*** LISTING
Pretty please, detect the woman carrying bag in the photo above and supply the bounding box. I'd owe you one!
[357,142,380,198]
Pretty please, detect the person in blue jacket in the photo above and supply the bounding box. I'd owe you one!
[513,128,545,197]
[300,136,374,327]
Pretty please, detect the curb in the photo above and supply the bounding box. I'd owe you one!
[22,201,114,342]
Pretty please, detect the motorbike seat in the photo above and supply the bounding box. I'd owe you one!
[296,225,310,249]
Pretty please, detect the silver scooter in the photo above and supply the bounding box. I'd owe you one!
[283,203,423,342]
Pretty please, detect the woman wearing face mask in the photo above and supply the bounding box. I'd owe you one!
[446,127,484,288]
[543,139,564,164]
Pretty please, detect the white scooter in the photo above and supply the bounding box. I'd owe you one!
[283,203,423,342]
******
*** LISTING
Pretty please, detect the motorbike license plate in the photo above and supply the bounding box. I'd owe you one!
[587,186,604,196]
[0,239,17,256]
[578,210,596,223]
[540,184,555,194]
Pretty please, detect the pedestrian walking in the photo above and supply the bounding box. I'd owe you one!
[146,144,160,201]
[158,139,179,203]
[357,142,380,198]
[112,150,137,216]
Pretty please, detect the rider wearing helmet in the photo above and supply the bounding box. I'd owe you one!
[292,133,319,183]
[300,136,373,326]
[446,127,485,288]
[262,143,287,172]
******
=== CHALLENGE ===
Can you copy out, unchanged, the lines from the one containing "Pretty please, detect the rider" through the one containing "[262,143,287,172]", including both?

=== THE SOLUTION ===
Pretty please, detect the rider wearing helmet in the photo above and supply the bounding box. I'd owe you one!
[292,133,319,183]
[300,136,373,326]
[446,127,485,288]
[262,143,287,172]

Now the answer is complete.